[Teks Bacaan]
------------------------------------------------
Shalat Sufistik: Shalat adalah Mikraj Orang Mukmin

Shalat adalah Mikraj Orang Mukmin merupakan salah satu sub judul pada buku Shalat Sufistik karya dari Imam Besar Masjid Istiqlal Jakarta AG. Prof. Dr. KH. Nasaruddin Umar, MA. Dalam tulisannya membahas ayat terakhir surah al-Baqarah yang menjelaskan tentang tingkatan-tingkatan munajat seorang hamba dihadapan Tuhannya sampai tingkat yang paling sempurna. Serta implementasinya dalam surah al-Fâtihah.
Tujuh Tingkatan Munajat Hamba di Hadapan Tuhan
- Pengakuan Diri akan Setiap Kesalahan dan Kelalaian.
رَبَّنَا لَا تُؤَاخِذْنَآ اِنْ نَّسِيْنَآ اَوْ اَخْطَأْنَاۚ
“Wahai Tuhan kami, janganlah Engkau hukum kami jika kami lupa atau kami salah.” (QS al-Baqarah [2]:286)
Di sini, menjelaskan bahwa tingkatan awal seorang yang bermunajat kepada Allah adalah dengan menyatakan pengakuan diri akan setiap melakukan kesalahan dan kelalaian. Lalai merupakan lawan kata dari mengingat atau terjaga, yang dalam dunia tasawuf terkenal dengan berzikir. Oleh karena itu, di dalam al-Quran menyebutkan:
وَاذْكُرْ رَّبَّكَ إِذَا نَسِيْتَ
“Dan ingatlah kepada Tuhanmu jika kamu lupa” (QS al-Kahf [18]: 24)
Pada ayat ini, Allah mengingatkan kepada kita manakala telah lalai kepada-Nya untuk segera mengingat atau berzikir kepada-Nya.
Berzikir kepada Allah pada hakikatnya adalah menyebut nama-Nya. Karena, tidaklah disebut mengingat sesuatu tanpa menyebut sesuatu itu. Pada ayat lain, Allah menyuruh kita untuk menyebut nama-Nya:
وَاذْكُرِ اسْمَ رَبِّكَ بُكْرَةً وَأَصِيلًا
“Dan sebutlah nama Tuhanmu pada (waktu) pagi dan petang.” (QS al-Insân [76]: 25)
------------------------------------------------
Salinlah bagian teks tentang shalat sebagai mikraj orang mukmin, mulai dari "Di sini, menjelaskan" dan berakhir pada "al-Kahf [18]: 24)". Entri yang menyusul sama sekali tidak berperan dalam latihan ini.

[Daftar Entri]
------------------------------------------------
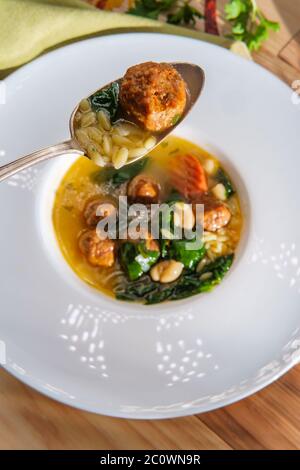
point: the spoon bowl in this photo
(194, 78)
------------------------------------------------
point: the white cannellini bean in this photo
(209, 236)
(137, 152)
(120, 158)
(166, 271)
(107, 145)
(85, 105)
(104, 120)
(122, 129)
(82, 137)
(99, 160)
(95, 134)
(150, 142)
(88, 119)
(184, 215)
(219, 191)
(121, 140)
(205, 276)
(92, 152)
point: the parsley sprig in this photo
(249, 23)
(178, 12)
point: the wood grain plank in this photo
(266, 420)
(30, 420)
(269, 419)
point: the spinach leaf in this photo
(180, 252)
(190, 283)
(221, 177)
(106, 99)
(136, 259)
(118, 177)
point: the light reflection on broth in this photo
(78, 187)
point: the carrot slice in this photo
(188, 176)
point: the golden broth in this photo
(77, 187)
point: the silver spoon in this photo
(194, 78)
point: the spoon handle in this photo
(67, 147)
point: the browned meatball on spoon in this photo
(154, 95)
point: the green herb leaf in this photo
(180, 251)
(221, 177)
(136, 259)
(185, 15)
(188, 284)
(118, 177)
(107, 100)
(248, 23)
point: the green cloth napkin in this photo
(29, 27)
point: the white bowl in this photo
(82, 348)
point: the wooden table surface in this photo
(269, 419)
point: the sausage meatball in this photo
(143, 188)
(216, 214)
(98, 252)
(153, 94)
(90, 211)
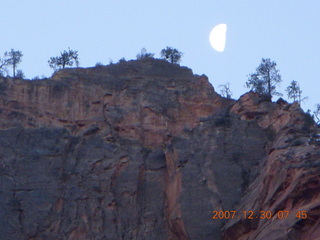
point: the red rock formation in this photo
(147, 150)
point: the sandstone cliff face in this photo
------------------------------------------------
[Jawaban Latihan]
Di sini, menjelaskan bahwa tingkatan awal seorang yang bermunajat kepada Allah adalah dengan menyatakan pengakuan diri akan setiap melakukan kesalahan dan kelalaian. Lalai merupakan lawan kata dari mengingat atau terjaga, yang dalam dunia tasawuf terkenal dengan berzikir. Oleh karena itu, di dalam al-Quran menyebutkan:
وَاذْكُرْ رَّبَّكَ إِذَا نَسِيْتَ
“Dan ingatlah kepada Tuhanmu jika kamu lupa” (QS al-Kahf [18]: 24)